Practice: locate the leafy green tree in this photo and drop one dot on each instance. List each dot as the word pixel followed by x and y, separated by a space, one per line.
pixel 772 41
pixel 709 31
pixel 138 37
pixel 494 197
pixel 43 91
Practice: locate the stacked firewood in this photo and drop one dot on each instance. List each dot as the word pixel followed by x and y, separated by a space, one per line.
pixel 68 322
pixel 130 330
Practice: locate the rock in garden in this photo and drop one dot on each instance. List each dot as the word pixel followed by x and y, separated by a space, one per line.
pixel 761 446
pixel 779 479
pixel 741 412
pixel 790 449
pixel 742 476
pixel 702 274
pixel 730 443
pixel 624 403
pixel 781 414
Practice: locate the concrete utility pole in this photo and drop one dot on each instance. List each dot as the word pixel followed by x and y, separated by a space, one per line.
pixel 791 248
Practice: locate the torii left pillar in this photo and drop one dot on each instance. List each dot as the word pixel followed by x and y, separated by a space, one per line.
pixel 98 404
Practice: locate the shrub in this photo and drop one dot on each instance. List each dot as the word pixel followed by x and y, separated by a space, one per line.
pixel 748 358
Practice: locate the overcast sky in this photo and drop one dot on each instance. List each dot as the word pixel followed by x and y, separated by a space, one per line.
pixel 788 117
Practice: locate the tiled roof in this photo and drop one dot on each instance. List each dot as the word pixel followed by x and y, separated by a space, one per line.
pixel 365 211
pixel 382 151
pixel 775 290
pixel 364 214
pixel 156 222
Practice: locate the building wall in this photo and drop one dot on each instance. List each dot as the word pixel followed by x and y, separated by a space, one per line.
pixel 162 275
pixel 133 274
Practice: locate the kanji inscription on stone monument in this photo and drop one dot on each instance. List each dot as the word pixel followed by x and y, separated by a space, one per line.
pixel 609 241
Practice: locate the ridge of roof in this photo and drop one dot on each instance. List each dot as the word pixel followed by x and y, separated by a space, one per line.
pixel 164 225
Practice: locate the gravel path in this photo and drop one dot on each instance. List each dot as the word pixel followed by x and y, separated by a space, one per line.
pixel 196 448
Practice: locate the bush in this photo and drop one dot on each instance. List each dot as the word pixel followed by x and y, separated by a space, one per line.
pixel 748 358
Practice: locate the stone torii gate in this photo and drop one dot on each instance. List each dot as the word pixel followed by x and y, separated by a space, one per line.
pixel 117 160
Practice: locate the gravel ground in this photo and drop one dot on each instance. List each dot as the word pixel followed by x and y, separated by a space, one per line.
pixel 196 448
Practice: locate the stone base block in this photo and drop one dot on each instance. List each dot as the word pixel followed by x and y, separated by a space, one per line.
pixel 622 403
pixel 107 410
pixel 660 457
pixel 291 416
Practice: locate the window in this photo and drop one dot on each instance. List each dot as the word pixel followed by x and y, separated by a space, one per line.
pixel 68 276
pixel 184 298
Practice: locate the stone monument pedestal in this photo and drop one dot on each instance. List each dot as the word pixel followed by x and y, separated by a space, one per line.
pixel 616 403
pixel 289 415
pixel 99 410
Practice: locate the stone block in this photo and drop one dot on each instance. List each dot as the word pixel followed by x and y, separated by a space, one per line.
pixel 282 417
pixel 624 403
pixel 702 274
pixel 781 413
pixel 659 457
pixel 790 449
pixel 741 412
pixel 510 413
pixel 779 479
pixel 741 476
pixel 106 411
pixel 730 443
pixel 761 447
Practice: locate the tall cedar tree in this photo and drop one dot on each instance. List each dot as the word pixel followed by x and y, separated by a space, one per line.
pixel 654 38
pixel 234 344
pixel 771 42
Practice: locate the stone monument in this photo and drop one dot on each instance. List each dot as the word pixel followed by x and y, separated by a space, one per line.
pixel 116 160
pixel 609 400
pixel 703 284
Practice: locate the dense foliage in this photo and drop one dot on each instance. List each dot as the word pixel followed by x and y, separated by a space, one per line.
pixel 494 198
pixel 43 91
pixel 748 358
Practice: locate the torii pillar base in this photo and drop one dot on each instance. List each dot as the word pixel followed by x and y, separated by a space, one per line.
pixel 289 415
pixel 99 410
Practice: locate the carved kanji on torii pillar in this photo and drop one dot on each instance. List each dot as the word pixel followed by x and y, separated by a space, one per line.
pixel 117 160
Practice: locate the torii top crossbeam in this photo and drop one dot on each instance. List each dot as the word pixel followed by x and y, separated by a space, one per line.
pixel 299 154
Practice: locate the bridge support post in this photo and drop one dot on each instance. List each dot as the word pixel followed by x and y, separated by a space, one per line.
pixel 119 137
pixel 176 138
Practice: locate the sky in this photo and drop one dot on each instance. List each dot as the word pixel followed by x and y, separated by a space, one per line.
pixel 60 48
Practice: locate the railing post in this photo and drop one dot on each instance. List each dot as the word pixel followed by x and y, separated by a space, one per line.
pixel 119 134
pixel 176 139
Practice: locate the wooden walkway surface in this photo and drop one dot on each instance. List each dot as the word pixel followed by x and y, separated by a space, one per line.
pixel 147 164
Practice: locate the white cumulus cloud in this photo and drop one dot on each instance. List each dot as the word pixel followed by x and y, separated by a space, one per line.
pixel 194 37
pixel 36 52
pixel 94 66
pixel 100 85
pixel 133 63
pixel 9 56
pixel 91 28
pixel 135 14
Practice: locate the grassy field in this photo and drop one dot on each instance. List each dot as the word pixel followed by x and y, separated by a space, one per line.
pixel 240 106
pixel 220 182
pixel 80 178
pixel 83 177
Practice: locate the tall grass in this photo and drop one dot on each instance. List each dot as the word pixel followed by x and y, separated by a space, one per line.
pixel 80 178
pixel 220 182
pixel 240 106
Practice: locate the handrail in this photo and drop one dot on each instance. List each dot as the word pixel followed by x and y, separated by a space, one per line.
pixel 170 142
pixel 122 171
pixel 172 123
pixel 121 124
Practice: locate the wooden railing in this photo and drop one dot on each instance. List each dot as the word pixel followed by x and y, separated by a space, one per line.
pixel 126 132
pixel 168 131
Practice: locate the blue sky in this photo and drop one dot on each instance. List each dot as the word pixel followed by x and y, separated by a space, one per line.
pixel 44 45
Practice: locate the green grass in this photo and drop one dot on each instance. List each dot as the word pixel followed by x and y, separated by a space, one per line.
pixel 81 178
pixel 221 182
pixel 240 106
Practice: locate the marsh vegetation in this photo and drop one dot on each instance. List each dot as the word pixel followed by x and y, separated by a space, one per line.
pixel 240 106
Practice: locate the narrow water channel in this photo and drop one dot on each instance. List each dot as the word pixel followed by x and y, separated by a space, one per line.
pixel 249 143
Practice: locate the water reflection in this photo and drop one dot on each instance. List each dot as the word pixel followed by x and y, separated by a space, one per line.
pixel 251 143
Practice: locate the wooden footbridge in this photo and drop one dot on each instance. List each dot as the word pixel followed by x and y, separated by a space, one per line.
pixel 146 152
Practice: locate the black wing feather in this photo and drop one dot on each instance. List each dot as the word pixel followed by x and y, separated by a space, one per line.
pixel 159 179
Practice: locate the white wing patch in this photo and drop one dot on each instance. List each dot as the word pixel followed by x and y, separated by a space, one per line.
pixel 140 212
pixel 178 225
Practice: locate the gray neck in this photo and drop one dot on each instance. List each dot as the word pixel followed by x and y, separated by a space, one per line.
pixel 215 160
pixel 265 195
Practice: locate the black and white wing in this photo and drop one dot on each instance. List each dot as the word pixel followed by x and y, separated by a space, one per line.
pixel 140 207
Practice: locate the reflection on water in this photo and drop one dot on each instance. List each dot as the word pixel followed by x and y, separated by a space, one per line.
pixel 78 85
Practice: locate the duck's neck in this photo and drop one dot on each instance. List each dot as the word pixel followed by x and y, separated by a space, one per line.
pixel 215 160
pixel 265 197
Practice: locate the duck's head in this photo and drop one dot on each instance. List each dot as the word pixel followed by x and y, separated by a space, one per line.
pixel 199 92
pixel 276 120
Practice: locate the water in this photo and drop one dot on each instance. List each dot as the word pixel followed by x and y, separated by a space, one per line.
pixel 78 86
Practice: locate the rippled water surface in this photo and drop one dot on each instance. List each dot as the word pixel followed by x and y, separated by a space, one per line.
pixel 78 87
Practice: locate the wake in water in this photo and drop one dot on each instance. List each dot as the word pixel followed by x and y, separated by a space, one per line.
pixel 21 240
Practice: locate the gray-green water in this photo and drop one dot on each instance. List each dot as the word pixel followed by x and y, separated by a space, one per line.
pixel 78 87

*Stated exercise:*
Put the items from the line containing "Practice: locate the wake" through the end of the items into a two-column CSV with the headers instruction and answer, one row per item. Enclose each field in quotation marks, and replace any line breaks with spaces.

*Answer to this task:*
instruction,answer
"Practice: locate the wake in water in this photo and drop one dot on each instance. List each dot as the word pixel followed by x and y, separated by a space, one per line.","pixel 21 240"
"Practice: locate the gray-green water in this photo and drop one dot on each instance. List each dot as the word pixel followed by x and y, separated by a space, one per line.","pixel 78 87"